Dataset entries
§ §
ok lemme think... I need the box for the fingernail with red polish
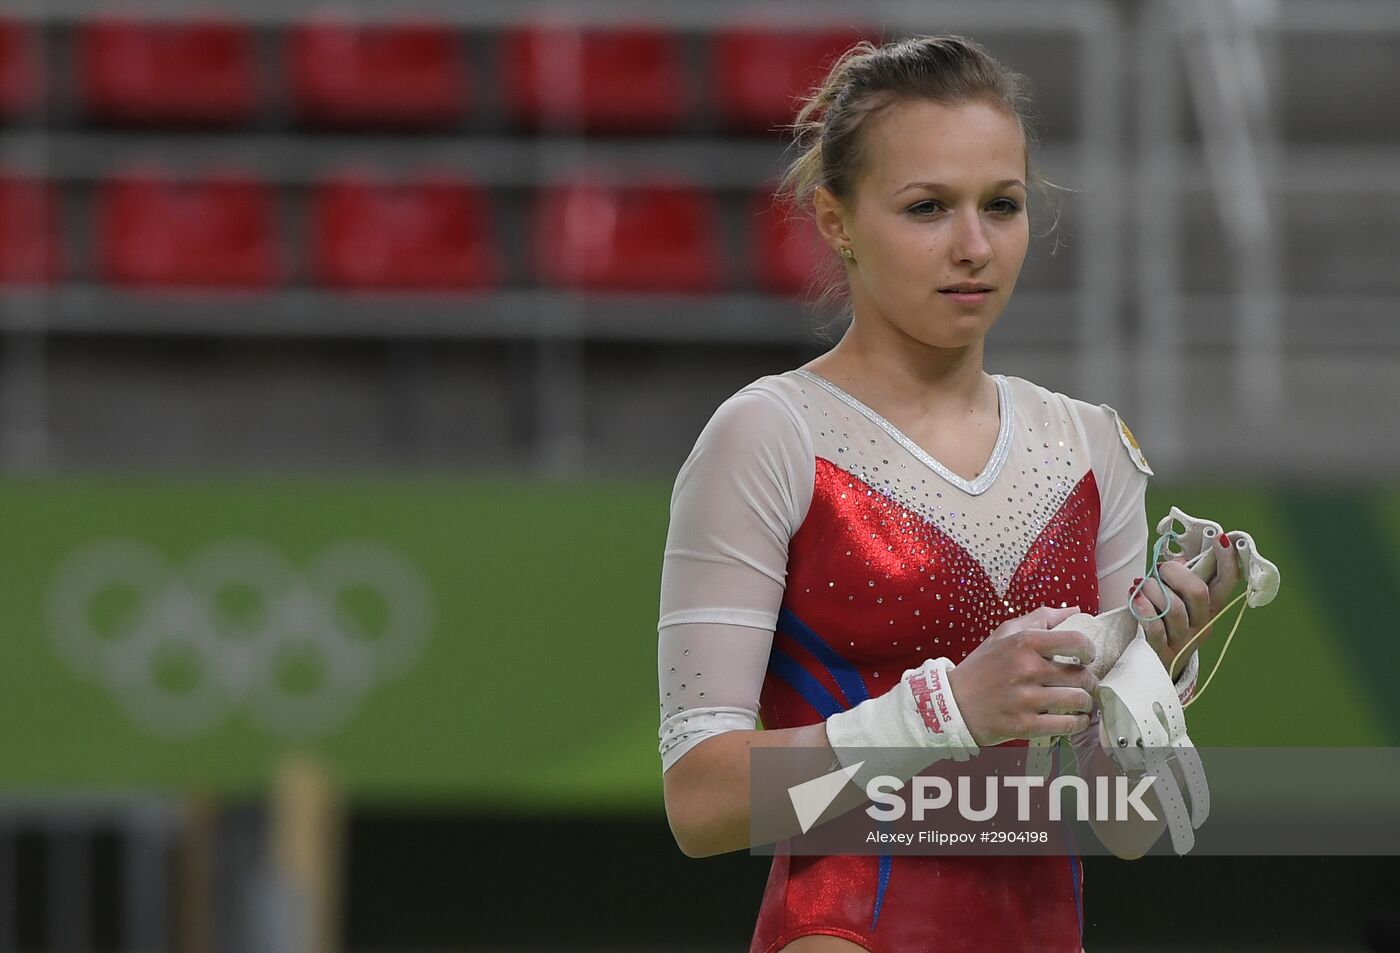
[1219,533,1230,547]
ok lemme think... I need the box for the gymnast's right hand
[947,605,1099,747]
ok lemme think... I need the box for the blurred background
[0,0,1398,950]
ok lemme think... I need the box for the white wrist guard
[824,656,979,792]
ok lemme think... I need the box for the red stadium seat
[501,23,687,133]
[712,25,873,132]
[97,169,280,289]
[0,174,62,285]
[535,179,722,293]
[751,188,829,296]
[0,19,43,119]
[78,18,257,125]
[289,17,467,128]
[311,172,502,290]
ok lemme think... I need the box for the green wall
[0,477,1394,811]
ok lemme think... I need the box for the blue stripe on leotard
[776,606,872,706]
[769,608,892,934]
[1054,743,1085,940]
[766,647,844,719]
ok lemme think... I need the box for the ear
[812,185,853,252]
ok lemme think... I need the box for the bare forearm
[664,722,870,858]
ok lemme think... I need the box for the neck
[816,319,990,417]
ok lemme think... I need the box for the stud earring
[839,246,856,263]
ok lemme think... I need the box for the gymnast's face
[815,97,1030,351]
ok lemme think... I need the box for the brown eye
[988,198,1022,214]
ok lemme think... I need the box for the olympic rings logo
[44,539,434,739]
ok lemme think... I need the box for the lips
[938,283,994,308]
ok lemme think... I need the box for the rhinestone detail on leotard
[792,369,1014,497]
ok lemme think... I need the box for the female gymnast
[657,34,1244,952]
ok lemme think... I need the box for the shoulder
[1096,402,1153,476]
[673,373,816,525]
[688,372,813,461]
[1000,374,1153,478]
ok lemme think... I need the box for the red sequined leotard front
[657,368,1155,952]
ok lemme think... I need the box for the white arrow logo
[788,760,865,834]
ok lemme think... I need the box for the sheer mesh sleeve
[1067,399,1153,766]
[657,386,814,773]
[1088,402,1152,589]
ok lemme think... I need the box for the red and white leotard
[658,367,1158,952]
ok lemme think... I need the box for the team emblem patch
[1105,404,1153,476]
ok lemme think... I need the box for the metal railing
[1134,0,1400,474]
[0,795,180,953]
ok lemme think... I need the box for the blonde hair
[776,34,1048,331]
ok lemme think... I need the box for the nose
[950,208,993,269]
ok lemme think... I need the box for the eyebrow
[896,179,1026,195]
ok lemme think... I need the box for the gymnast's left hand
[1129,532,1244,681]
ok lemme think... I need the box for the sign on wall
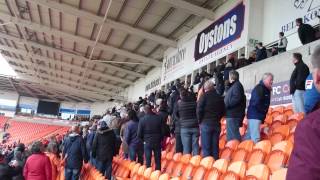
[145,77,161,93]
[281,0,320,33]
[161,39,195,84]
[245,81,292,106]
[194,2,245,66]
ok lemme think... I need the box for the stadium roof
[0,0,224,102]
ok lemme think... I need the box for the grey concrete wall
[238,40,319,90]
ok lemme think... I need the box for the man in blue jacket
[224,70,246,141]
[304,73,320,114]
[245,73,273,143]
[63,125,88,180]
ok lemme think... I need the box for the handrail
[264,23,320,49]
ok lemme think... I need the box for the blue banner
[0,105,16,111]
[76,110,91,115]
[194,2,245,61]
[59,108,76,114]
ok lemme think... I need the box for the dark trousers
[129,146,144,165]
[226,118,242,141]
[175,133,183,153]
[65,168,81,180]
[144,143,161,170]
[200,124,221,160]
[95,159,112,180]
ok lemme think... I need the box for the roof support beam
[26,0,177,48]
[158,0,215,20]
[0,43,132,86]
[0,33,145,78]
[7,61,124,99]
[3,55,124,91]
[17,74,121,102]
[0,12,162,66]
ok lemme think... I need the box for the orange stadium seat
[265,150,288,172]
[213,159,229,173]
[245,164,270,180]
[271,168,287,180]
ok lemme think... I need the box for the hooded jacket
[247,81,271,121]
[92,127,116,162]
[290,59,310,94]
[62,133,88,169]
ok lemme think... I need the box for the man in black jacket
[175,88,199,155]
[137,104,163,170]
[296,18,317,45]
[290,53,310,113]
[224,70,246,141]
[255,42,268,62]
[168,86,183,153]
[63,125,88,180]
[92,121,116,180]
[197,80,225,160]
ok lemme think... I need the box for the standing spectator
[120,119,129,159]
[23,141,52,180]
[278,32,288,53]
[224,62,234,92]
[168,86,183,153]
[137,105,162,170]
[197,80,225,160]
[92,121,116,180]
[296,18,317,45]
[124,110,143,165]
[0,153,19,180]
[304,73,320,114]
[255,42,268,62]
[245,73,273,143]
[62,126,88,180]
[175,88,199,155]
[45,142,61,180]
[224,71,246,141]
[286,45,320,180]
[86,125,97,166]
[290,53,310,113]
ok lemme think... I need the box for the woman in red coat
[23,141,52,180]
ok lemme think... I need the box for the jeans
[200,124,220,160]
[226,118,241,141]
[180,128,199,155]
[144,143,161,170]
[292,90,305,113]
[175,133,183,153]
[129,146,144,165]
[95,159,112,180]
[244,119,261,143]
[65,168,81,180]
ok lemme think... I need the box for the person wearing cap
[92,121,116,180]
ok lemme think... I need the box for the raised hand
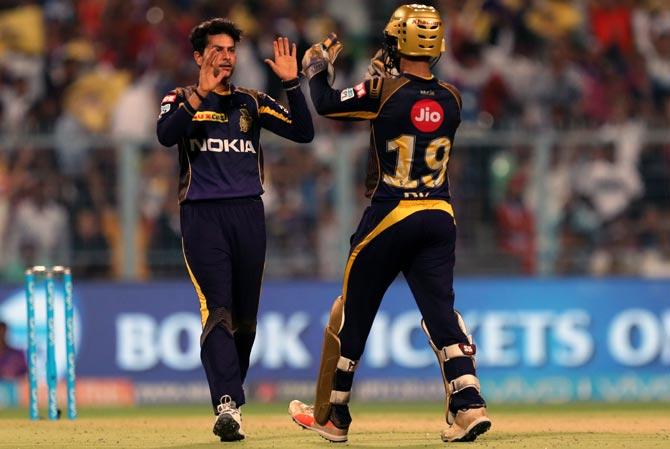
[301,33,343,83]
[265,37,298,81]
[198,47,226,94]
[365,49,400,80]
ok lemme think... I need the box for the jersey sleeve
[308,71,383,120]
[258,79,314,143]
[156,87,197,147]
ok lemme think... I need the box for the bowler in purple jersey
[156,18,313,442]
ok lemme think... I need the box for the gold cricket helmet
[384,4,445,58]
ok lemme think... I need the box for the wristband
[182,100,196,116]
[194,88,206,102]
[281,78,300,91]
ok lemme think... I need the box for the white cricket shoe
[213,395,245,441]
[441,407,491,442]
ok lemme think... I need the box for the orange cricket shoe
[288,400,349,443]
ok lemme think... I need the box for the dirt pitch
[1,402,668,449]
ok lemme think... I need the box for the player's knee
[200,307,233,346]
[234,319,257,335]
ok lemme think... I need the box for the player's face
[205,33,237,81]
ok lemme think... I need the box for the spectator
[496,172,536,274]
[0,0,669,279]
[639,142,670,209]
[6,177,70,269]
[589,0,634,54]
[637,205,670,277]
[71,208,111,278]
[574,143,643,225]
[0,321,27,380]
[439,40,510,126]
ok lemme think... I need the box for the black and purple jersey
[157,81,313,202]
[309,72,461,202]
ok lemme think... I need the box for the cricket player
[288,4,491,443]
[156,18,313,442]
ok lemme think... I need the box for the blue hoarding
[0,279,668,403]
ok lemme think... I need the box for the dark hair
[189,18,242,54]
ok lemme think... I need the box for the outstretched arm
[259,37,314,143]
[301,34,382,120]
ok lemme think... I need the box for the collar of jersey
[402,73,434,81]
[213,85,234,96]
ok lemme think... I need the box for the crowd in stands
[0,0,669,280]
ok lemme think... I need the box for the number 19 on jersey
[383,134,452,189]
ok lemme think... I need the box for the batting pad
[314,296,344,425]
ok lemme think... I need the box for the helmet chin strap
[429,53,442,69]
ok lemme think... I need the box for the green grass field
[1,402,669,449]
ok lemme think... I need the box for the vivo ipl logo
[410,99,444,133]
[0,289,81,381]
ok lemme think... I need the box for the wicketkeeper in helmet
[288,4,491,443]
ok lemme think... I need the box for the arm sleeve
[156,89,197,147]
[308,71,382,120]
[258,78,314,143]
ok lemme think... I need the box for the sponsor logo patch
[161,94,176,104]
[354,82,366,98]
[264,94,289,114]
[192,111,228,123]
[459,343,476,356]
[412,18,441,27]
[239,108,252,132]
[277,103,289,114]
[159,103,170,117]
[410,99,444,133]
[340,88,354,102]
[189,138,256,153]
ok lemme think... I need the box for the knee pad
[314,296,359,425]
[421,311,481,424]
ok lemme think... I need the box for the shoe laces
[217,395,240,416]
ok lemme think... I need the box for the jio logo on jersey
[410,99,444,133]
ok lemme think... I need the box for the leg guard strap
[450,374,481,395]
[437,342,477,363]
[330,390,351,404]
[336,356,358,372]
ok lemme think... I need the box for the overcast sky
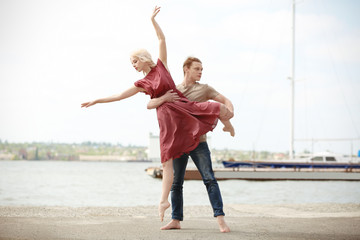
[1,0,359,155]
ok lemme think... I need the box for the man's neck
[181,75,197,87]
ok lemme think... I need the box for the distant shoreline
[0,158,156,162]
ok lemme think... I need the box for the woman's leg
[219,104,235,137]
[159,158,173,221]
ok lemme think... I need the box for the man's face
[187,62,203,82]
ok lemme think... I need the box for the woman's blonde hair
[130,49,156,74]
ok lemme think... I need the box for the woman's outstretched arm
[151,6,168,70]
[81,86,145,108]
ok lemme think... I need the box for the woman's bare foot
[217,215,230,233]
[160,219,181,230]
[159,201,171,222]
[223,125,235,137]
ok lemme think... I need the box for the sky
[1,0,359,155]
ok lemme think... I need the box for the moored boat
[222,153,360,170]
[145,163,360,181]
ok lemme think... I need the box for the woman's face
[130,57,147,72]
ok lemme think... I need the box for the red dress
[134,59,220,163]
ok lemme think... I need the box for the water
[0,160,360,207]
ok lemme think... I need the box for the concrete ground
[1,204,359,240]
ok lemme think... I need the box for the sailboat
[146,1,360,181]
[222,0,360,172]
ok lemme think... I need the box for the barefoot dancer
[148,57,232,232]
[81,7,234,221]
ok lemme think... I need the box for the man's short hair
[183,57,202,75]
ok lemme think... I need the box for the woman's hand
[151,6,161,21]
[81,101,97,108]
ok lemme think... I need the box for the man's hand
[147,89,180,109]
[162,89,180,103]
[221,109,234,121]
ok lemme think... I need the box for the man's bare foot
[159,201,170,222]
[160,219,181,230]
[217,215,230,233]
[223,125,235,137]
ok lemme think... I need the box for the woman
[81,6,234,221]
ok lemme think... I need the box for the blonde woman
[81,6,234,222]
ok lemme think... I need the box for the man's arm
[147,89,180,109]
[213,94,234,118]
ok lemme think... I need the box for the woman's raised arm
[151,6,168,70]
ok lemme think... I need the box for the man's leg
[160,153,188,230]
[190,142,224,217]
[190,142,230,232]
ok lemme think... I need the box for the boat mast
[290,0,296,160]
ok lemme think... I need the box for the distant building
[0,153,14,160]
[147,132,213,162]
[148,133,160,162]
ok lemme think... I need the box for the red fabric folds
[134,59,220,163]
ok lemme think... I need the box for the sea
[0,160,360,207]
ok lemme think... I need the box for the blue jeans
[171,142,225,220]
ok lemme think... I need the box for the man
[147,57,233,233]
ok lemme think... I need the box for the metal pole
[290,0,296,160]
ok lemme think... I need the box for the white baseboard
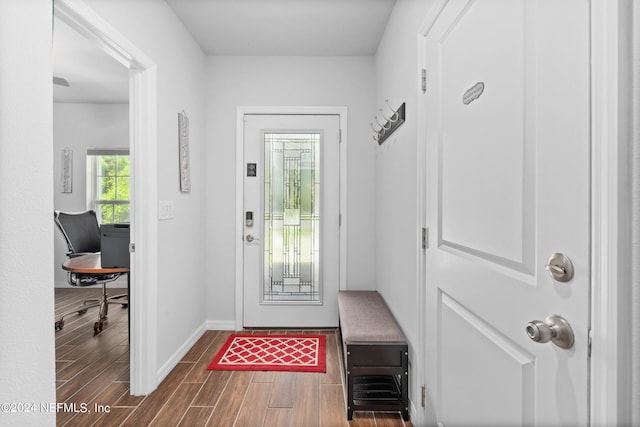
[156,322,207,384]
[155,320,236,385]
[206,320,236,331]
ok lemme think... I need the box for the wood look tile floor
[55,288,413,427]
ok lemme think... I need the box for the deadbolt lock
[545,253,574,283]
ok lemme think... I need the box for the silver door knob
[245,234,259,242]
[526,314,574,349]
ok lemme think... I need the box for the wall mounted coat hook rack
[373,101,405,145]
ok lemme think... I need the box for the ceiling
[165,0,396,56]
[52,17,129,103]
[52,0,396,103]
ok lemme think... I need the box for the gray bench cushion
[338,290,406,344]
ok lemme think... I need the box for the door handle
[245,234,259,243]
[526,314,574,349]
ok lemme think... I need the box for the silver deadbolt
[526,314,574,349]
[545,253,574,282]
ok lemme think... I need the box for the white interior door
[243,114,340,328]
[422,1,590,425]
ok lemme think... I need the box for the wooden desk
[62,252,129,275]
[60,253,129,335]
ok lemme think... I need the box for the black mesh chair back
[54,210,101,256]
[54,209,112,286]
[53,209,128,335]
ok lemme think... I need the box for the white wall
[204,56,377,324]
[84,0,208,372]
[374,0,436,423]
[632,2,640,423]
[53,103,129,287]
[0,0,57,425]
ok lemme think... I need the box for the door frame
[54,0,159,395]
[235,106,348,330]
[589,0,634,425]
[416,1,634,426]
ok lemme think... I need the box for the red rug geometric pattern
[207,334,326,373]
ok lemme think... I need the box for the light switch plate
[158,200,174,220]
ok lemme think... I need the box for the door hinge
[421,68,427,93]
[588,328,592,359]
[421,227,429,249]
[339,214,342,227]
[339,129,342,143]
[421,385,426,407]
[129,243,136,253]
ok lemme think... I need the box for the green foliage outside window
[95,155,130,223]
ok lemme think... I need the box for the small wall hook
[383,99,399,122]
[380,108,399,123]
[375,115,391,130]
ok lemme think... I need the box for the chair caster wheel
[55,320,64,331]
[94,321,103,335]
[121,304,128,309]
[78,309,88,315]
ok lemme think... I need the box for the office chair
[54,210,128,335]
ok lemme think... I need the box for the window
[263,132,320,302]
[87,148,130,224]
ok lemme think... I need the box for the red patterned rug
[207,334,326,373]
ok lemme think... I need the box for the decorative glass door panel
[263,132,320,302]
[243,114,339,327]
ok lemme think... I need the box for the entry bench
[337,290,409,421]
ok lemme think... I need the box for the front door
§ §
> **What is being asked**: Quote only the lines from the one containing "ok lemme think... I need the box for the small" through the final line of the records, with both ends included.

> **Written answer**:
ok lemme think... I need the box for the small wall hook
[383,99,399,122]
[380,108,399,123]
[375,115,391,130]
ok lemme think... I need the box for the chair caster wheel
[55,320,64,331]
[94,321,103,335]
[121,304,128,309]
[78,309,88,315]
ok lemme think... I need the box for the office chair
[54,210,128,335]
ok lemme think... I need the box for the window
[263,132,320,302]
[87,148,130,224]
ok lemme think... I need the box for the red patterned rug
[207,334,326,373]
ok lemme think... I need the box for the decorative glass door panel
[263,132,320,302]
[243,114,339,327]
ok lemme think... I need the box for the entry bench
[337,290,409,421]
ok lemme think... I need the box for the front door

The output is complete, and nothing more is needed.